Recorded information Block Start

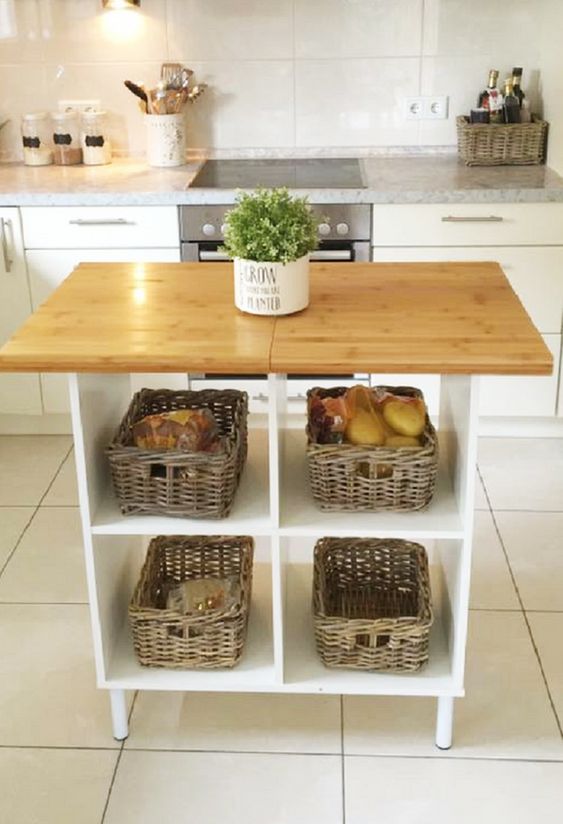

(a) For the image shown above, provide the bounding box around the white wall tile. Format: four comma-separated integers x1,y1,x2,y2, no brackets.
296,58,420,146
295,0,423,59
423,0,542,62
0,0,46,63
43,0,168,64
0,63,47,161
44,61,162,155
182,61,295,149
167,0,294,61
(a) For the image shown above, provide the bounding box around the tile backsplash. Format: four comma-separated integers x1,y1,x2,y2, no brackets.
0,0,549,160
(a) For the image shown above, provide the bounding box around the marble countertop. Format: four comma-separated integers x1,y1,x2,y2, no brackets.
1,156,562,206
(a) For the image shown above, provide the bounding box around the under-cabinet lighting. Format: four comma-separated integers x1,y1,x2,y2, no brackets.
102,0,140,9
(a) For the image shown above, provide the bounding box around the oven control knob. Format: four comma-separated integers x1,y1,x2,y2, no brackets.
318,222,331,236
202,223,216,237
336,222,350,236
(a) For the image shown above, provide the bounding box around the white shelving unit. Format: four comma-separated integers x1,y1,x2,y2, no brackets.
68,370,479,749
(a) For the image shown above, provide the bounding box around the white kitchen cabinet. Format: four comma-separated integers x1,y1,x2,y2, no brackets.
26,247,180,414
22,206,179,249
0,208,42,415
21,203,181,416
372,203,563,247
371,206,563,419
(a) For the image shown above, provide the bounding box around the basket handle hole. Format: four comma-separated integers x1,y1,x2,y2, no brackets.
356,462,394,480
358,633,390,649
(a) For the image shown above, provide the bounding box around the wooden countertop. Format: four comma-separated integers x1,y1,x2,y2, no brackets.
0,261,552,375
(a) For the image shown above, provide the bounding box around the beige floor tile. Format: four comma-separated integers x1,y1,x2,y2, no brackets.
127,691,341,754
343,611,563,759
105,750,342,824
474,470,488,510
42,450,79,506
0,604,120,747
528,612,563,728
478,437,563,511
470,510,519,610
0,507,34,569
496,511,563,610
0,507,87,603
0,747,118,824
345,756,563,824
0,436,72,506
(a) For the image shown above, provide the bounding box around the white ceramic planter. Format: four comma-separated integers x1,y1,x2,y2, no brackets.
234,254,310,316
145,113,186,167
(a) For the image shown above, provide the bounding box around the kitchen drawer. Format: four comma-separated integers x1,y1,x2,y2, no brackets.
479,334,560,417
371,246,563,334
21,206,180,249
189,374,370,416
372,203,563,247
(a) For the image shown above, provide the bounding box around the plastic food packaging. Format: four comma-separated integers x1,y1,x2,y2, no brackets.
166,577,241,615
131,408,224,452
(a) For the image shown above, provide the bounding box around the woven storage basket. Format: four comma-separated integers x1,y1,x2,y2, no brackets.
129,535,254,669
306,386,438,512
456,115,548,166
313,537,433,672
107,388,248,519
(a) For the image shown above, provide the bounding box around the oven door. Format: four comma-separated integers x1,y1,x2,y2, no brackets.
180,240,370,263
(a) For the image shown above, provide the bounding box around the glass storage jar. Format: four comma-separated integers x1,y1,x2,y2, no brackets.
51,110,82,166
21,112,53,166
81,110,112,166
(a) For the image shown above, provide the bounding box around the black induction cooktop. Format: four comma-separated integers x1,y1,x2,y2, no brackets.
189,158,366,189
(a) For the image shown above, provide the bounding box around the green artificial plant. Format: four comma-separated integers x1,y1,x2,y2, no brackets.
222,187,318,264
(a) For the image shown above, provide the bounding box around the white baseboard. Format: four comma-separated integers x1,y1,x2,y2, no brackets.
0,413,72,435
1,412,562,439
478,416,563,438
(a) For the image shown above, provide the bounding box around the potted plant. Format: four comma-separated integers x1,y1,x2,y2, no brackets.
222,187,318,316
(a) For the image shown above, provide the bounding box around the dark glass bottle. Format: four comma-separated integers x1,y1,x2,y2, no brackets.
478,69,503,123
512,67,525,107
503,79,521,123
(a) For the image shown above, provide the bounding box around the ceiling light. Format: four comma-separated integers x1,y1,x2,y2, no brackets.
102,0,140,9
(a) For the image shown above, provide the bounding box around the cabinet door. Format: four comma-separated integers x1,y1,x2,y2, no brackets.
26,248,180,413
0,208,42,414
371,245,563,334
480,334,560,417
371,246,562,416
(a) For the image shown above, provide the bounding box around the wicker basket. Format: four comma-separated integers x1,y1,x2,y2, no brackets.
456,115,548,166
313,537,433,672
107,388,248,519
129,535,254,669
306,386,438,512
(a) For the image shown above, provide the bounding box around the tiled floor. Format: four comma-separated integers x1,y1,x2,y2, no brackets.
0,434,562,822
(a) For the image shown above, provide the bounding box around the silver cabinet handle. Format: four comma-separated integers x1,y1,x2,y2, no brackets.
310,249,353,261
441,215,504,223
68,218,136,226
199,250,230,262
1,218,13,272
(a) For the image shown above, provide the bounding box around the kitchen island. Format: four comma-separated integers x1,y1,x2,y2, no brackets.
0,261,552,749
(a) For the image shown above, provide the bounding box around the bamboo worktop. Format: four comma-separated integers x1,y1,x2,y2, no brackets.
0,261,553,375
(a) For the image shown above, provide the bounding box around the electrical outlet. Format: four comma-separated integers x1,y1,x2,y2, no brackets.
423,96,449,120
404,97,424,120
58,99,101,114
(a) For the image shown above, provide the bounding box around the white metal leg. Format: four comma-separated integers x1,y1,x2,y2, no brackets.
435,696,454,749
110,689,129,741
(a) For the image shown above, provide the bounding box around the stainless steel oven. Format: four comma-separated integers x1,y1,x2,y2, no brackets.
180,204,371,263
179,203,372,410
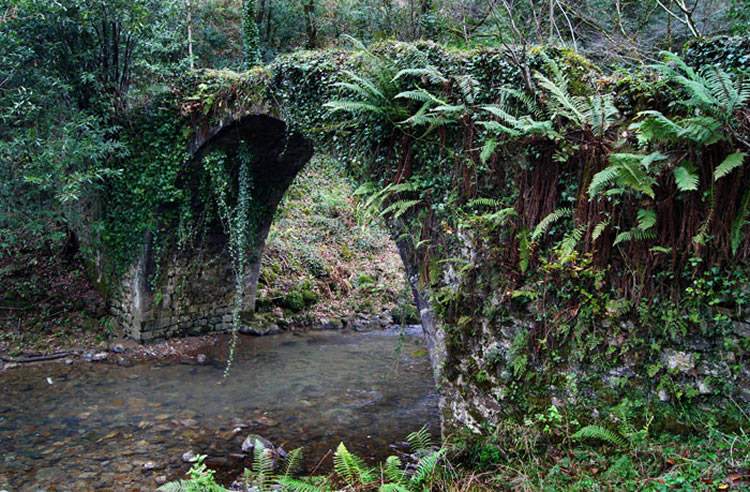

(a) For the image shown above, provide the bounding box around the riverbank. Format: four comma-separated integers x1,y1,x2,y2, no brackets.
165,414,750,491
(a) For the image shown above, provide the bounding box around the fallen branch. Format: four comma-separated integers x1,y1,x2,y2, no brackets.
1,351,76,363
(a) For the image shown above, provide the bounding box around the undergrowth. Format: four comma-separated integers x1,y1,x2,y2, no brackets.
159,413,750,491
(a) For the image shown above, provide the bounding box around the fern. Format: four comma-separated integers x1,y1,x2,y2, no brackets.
589,152,664,199
466,197,502,208
556,224,585,258
157,482,189,492
251,442,276,492
480,138,498,164
395,88,444,104
383,455,407,485
591,219,610,242
531,208,572,242
613,209,657,246
410,448,446,487
637,53,749,150
406,425,434,452
614,227,656,246
636,208,657,230
381,199,421,219
333,442,375,486
393,66,448,84
588,166,621,198
278,476,329,492
282,448,304,478
572,425,628,448
713,152,746,181
673,164,699,191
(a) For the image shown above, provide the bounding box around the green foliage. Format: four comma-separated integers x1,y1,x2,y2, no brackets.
406,425,434,452
572,425,628,448
673,164,699,191
324,37,407,127
532,208,572,242
158,455,229,492
714,151,746,181
333,442,376,486
588,152,665,199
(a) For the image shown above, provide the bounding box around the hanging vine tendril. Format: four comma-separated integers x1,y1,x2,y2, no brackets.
202,142,255,378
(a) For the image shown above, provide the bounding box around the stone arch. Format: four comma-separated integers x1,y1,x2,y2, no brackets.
113,112,313,341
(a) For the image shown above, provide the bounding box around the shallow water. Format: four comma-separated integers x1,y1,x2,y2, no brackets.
0,326,439,491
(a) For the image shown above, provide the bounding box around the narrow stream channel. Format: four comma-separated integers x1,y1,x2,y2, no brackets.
0,326,439,491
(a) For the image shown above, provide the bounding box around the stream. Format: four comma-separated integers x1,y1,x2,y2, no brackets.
0,326,439,491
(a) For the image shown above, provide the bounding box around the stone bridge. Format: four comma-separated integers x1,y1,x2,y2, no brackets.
104,43,750,433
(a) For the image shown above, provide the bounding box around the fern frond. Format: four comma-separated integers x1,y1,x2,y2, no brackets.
406,425,434,452
481,104,520,124
410,448,446,486
340,70,385,101
332,81,381,102
252,443,275,492
395,89,443,104
588,166,620,198
556,224,585,258
531,208,572,242
278,476,330,492
480,138,497,164
534,71,585,125
498,87,542,117
282,448,304,478
432,104,466,113
381,199,421,219
673,164,699,191
714,152,746,181
324,100,384,115
613,227,656,246
488,208,517,225
572,425,628,448
637,208,656,230
392,66,448,84
382,455,406,485
157,482,189,492
333,442,375,486
592,219,610,242
477,120,522,138
467,197,502,208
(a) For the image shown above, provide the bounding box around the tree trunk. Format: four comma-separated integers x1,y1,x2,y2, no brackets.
303,0,317,49
186,0,194,69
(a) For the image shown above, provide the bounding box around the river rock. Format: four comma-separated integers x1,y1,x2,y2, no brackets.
239,324,281,336
196,353,208,365
111,344,126,354
318,318,343,330
241,434,274,454
91,352,109,362
182,450,197,463
155,475,167,486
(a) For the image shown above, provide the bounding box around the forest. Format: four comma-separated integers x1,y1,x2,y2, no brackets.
1,0,750,490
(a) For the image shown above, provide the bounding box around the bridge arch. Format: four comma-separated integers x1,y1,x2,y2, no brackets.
113,112,313,341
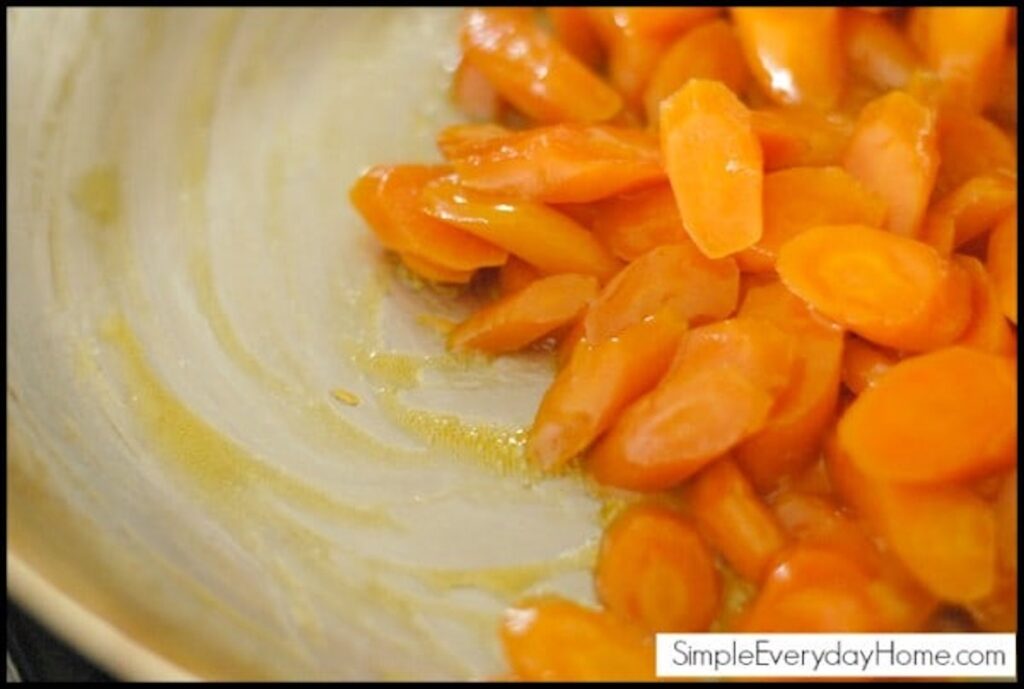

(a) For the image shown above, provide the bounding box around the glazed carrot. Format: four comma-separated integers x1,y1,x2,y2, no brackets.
451,58,503,122
449,274,598,354
734,281,844,490
441,124,665,203
399,253,475,285
839,346,1017,486
841,336,898,395
527,310,686,470
842,91,939,238
938,174,1017,249
643,20,750,126
590,185,688,261
777,224,972,352
687,458,787,583
934,112,1017,200
436,123,510,161
584,243,739,342
546,8,604,69
596,8,722,40
987,45,1017,129
596,504,719,633
501,597,655,681
736,166,886,273
968,576,1018,633
987,212,1017,324
498,256,543,297
751,107,854,171
604,32,674,116
460,8,622,124
731,8,845,110
350,165,507,271
842,8,921,91
555,316,585,369
954,255,1017,357
420,176,621,281
660,80,763,259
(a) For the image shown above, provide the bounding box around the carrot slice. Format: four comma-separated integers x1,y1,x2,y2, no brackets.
420,176,621,281
751,107,854,171
643,20,750,127
584,244,739,342
349,165,507,271
590,185,688,261
934,111,1017,200
441,124,665,203
842,8,921,91
777,224,972,352
938,174,1018,249
527,311,686,471
498,256,542,297
596,8,722,40
399,254,475,284
501,597,655,682
841,336,898,395
546,7,604,69
596,504,719,633
987,212,1017,324
460,8,622,124
838,346,1017,485
660,80,763,259
555,317,585,370
436,123,510,161
736,166,887,273
687,458,787,583
987,45,1017,129
451,58,503,122
731,8,845,110
842,91,939,238
954,255,1017,357
449,274,598,354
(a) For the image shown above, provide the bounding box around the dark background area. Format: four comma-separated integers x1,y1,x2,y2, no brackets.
7,599,114,682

Recorded information Block End

#### [Exercise]
Starting with the line that has "around the bridge" and ending with the last line of the records, retype every line exactly and only those lines. Do not include the pictures.

#### [Your solution]
(a) For the image shown above, provide the bounding box around the bridge arch. Format: four comma-separated integers x1,y1,x2,y2, no brackets.
113,112,313,341

(a) For the image shown above, provide the bounding box around the glazed carrot. Format: four comma-separated integers x1,y1,x2,y2, no brackets.
451,58,503,122
449,274,598,354
734,281,844,490
441,124,665,203
399,253,475,285
839,346,1017,486
841,336,898,395
527,310,686,470
842,91,939,238
938,174,1017,249
643,20,750,126
590,185,688,261
777,224,972,352
687,458,787,583
934,112,1017,200
436,123,510,161
584,243,739,342
546,8,604,69
596,8,722,40
987,45,1017,129
596,504,719,633
501,597,655,681
736,166,886,273
968,576,1018,633
987,212,1017,324
498,256,543,297
751,107,854,171
604,32,674,116
460,8,622,124
731,8,845,110
350,165,507,271
842,8,921,91
555,316,585,369
954,255,1017,357
420,176,621,281
660,80,763,259
(a) For the image shown above, provide the bounding box around the carrot slice. Format: four comma-separated integers x1,y1,x2,y2, no brackets.
420,176,621,281
751,107,854,171
643,20,750,127
584,244,739,342
349,165,507,271
590,185,688,261
934,111,1017,200
441,124,665,203
842,8,921,91
777,224,972,352
938,174,1018,249
527,311,686,471
498,256,542,297
596,8,722,40
399,254,475,284
501,597,655,682
841,336,898,395
546,7,604,69
596,504,719,633
987,212,1017,324
460,8,622,124
838,346,1017,485
660,80,763,259
555,317,585,370
436,123,510,161
736,166,887,273
687,458,787,583
987,45,1017,129
451,58,503,122
731,8,845,110
842,91,939,238
954,255,1017,357
449,274,598,354
(a) For the image shown above, provide the bounding box around the dark background area. Format: four comma-separated integers x1,y1,x2,y2, no brackets.
7,599,114,682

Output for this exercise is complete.